What is needed is an exact copy of the entries below, from the line that contains "Look at the photo above. For every instance of the turtleneck" through the final line, both included, and nothing else.

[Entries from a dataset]

==*==

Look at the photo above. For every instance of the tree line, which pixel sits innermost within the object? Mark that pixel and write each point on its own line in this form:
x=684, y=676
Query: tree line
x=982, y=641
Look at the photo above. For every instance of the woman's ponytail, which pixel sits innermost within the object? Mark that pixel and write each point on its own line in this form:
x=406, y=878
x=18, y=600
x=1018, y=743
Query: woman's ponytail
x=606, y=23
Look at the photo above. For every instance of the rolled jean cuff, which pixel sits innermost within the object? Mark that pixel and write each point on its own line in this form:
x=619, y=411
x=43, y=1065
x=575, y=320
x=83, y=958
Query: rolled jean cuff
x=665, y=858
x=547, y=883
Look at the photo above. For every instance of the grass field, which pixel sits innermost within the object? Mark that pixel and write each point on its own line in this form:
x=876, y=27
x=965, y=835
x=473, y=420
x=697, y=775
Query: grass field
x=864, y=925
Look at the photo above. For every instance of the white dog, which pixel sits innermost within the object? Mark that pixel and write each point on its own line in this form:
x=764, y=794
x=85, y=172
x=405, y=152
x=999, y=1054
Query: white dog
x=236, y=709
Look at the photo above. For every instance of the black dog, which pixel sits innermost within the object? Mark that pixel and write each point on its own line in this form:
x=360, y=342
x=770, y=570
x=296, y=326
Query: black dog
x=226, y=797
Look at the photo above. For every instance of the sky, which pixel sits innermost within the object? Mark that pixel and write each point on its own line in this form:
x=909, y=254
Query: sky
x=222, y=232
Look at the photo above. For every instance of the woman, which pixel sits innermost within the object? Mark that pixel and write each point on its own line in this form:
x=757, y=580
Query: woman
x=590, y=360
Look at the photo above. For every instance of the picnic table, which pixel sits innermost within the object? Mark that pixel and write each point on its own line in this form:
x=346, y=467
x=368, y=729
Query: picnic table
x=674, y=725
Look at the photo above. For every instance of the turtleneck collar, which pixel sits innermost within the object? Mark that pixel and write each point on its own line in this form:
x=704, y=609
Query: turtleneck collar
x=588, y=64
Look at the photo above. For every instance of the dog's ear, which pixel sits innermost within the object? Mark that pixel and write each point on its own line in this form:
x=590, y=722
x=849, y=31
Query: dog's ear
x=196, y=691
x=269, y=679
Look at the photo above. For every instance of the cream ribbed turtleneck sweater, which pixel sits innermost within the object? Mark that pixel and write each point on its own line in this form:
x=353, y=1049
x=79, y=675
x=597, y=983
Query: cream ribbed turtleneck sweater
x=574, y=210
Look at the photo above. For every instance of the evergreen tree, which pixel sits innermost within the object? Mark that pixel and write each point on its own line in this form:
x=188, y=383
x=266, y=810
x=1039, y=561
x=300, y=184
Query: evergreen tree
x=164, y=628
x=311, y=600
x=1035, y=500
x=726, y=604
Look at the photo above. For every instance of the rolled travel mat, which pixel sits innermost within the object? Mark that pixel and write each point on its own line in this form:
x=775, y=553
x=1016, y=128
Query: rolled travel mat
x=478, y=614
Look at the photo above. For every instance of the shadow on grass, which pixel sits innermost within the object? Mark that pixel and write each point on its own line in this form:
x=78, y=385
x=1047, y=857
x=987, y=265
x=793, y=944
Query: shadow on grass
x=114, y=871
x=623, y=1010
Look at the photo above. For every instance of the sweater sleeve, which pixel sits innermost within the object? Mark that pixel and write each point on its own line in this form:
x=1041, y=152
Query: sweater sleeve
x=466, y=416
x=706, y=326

==*==

> **THE OUTPUT**:
Look at the photo above. For every instance of the turtleneck collar, which pixel sits innermost within the object? Mark that pixel and write each point on its own line in this form:
x=704, y=609
Query: turtleneck collar
x=588, y=64
Look at the photo above. For every instance of the dog's ear, which pixel sits innermost within the object? Mark that pixel and write each point on its own line in this form:
x=590, y=722
x=849, y=31
Query: dog's ear
x=196, y=691
x=269, y=679
Look at the photo above. For every instance of the cream ribbed turtleneck sweater, which pixel sits innermost within the object? Mark that pixel and write each point on its own line in this form:
x=353, y=1049
x=79, y=675
x=597, y=983
Query: cream ribbed turtleneck sweater
x=574, y=210
Look at the photo above. For every instance of the evergreen tree, which pixel sits innermost within the object? Mark that pixel and write each point on its own line in this form:
x=188, y=383
x=266, y=810
x=1039, y=561
x=300, y=184
Query: evergreen tree
x=164, y=628
x=311, y=600
x=1035, y=500
x=726, y=604
Look at the photo above. For every instance of the rolled travel mat, which pixel sits innermost within the object? Mark that pixel and write each point on its own line in this form:
x=775, y=553
x=1016, y=128
Query: rolled travel mat
x=478, y=614
Look at the photo above. For every instance of the shadow on grass, which pixel sits innermost within the object? Mark that pixel and write each point on its own line in this form:
x=78, y=385
x=1047, y=857
x=987, y=265
x=793, y=944
Query: shadow on grass
x=114, y=871
x=623, y=1010
Look at the photo above. For every instance of the sweater sleeve, which pixel sits innermost within the object? Mark that pixel and write each point on its own line in this form:
x=1041, y=152
Query: sweater sleeve
x=466, y=416
x=706, y=326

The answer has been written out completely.